**PROBLEMS TO WORK ON:**
1) In the fish sale thread, what price is asked for the five Silver Dollars?
2) From the fish sale thread, write out the passage starting with "Any chances you're" and going on through "are still available.".

**TEXT TO READ:**
--- BEGIN ---
# FS: Various SA Fish



## SophieThomas (May 12, 2010)

Five 7.5cm (3") Silver Dollars (Metynnis argenteus): $30 for all *-gone*
These are schooling fish so I will not separate them.

2 Wild caught female Apistogramma Cacatuoides- very beautiful colour: $9 each (bought for $15 each) *on hold*

13 Endlers (6 males 7 females): $10 *-gone*

Pictures of apistos are further down

*All prices are obo

Will trade for Gouramis or Cardinal Tetras*


----------



## SophieThomas (May 12, 2010)

b u m p e t y b u m p b u m p


----------



## InfraredDream (Jun 24, 2010)

Any chances you're coming closer to Burnaby/Vancouver area? I would like some endlers  But you're too far away for me


----------



## SophieThomas (May 12, 2010)

I on occasion make it out that way so I will post when I will be if they are still available.


----------



## SophieThomas (May 12, 2010)

Oh, I will trade for gouramis. We are only selling these guys to make way for a gourami tank


----------



## TCR (Jul 13, 2010)

do u have any nice male endlers?..


----------



## SophieThomas (May 12, 2010)

I have 6 males and 1 that I think is maturing into another male. The green and orange is very vibrant.


----------



## TCR (Jul 13, 2010)

I just moved to abby.. would mind taking a look on my way hope can you pm me ur address and number.. gonna try my hand at breeding them (heard there like guppies but smaller).. i have 1 female in my tank so she seems lonely


----------



## SophieThomas (May 12, 2010)
--- END ---
**INFORMATION SUPPLIED:**
--- BEGIN ---
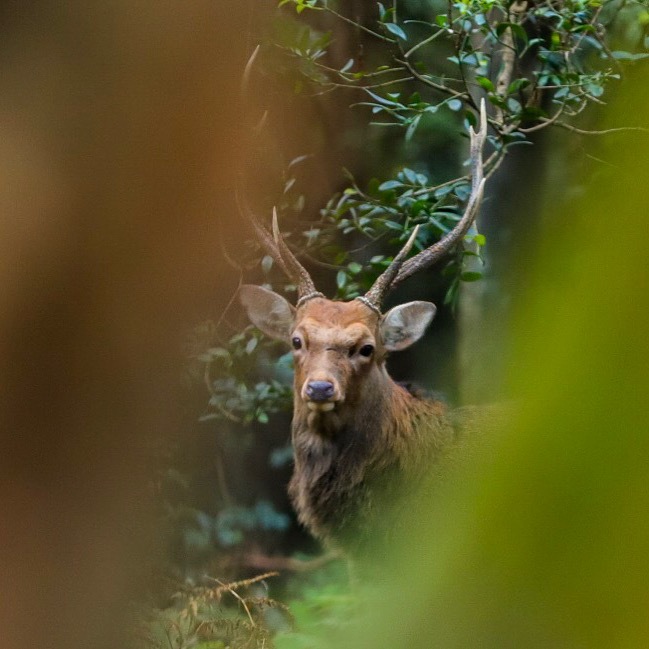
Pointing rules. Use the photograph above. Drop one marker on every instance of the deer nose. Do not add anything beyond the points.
(319, 390)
--- END ---
**SOLUTIONS TO THE PROBLEMS:**
1) $30 for all five.

2)
Any chances you're coming closer to Burnaby/Vancouver area? I would like some endlers  But you're too far away for me


----------



## SophieThomas (May 12, 2010)

I on occasion make it out that way so I will post when I will be if they are still available.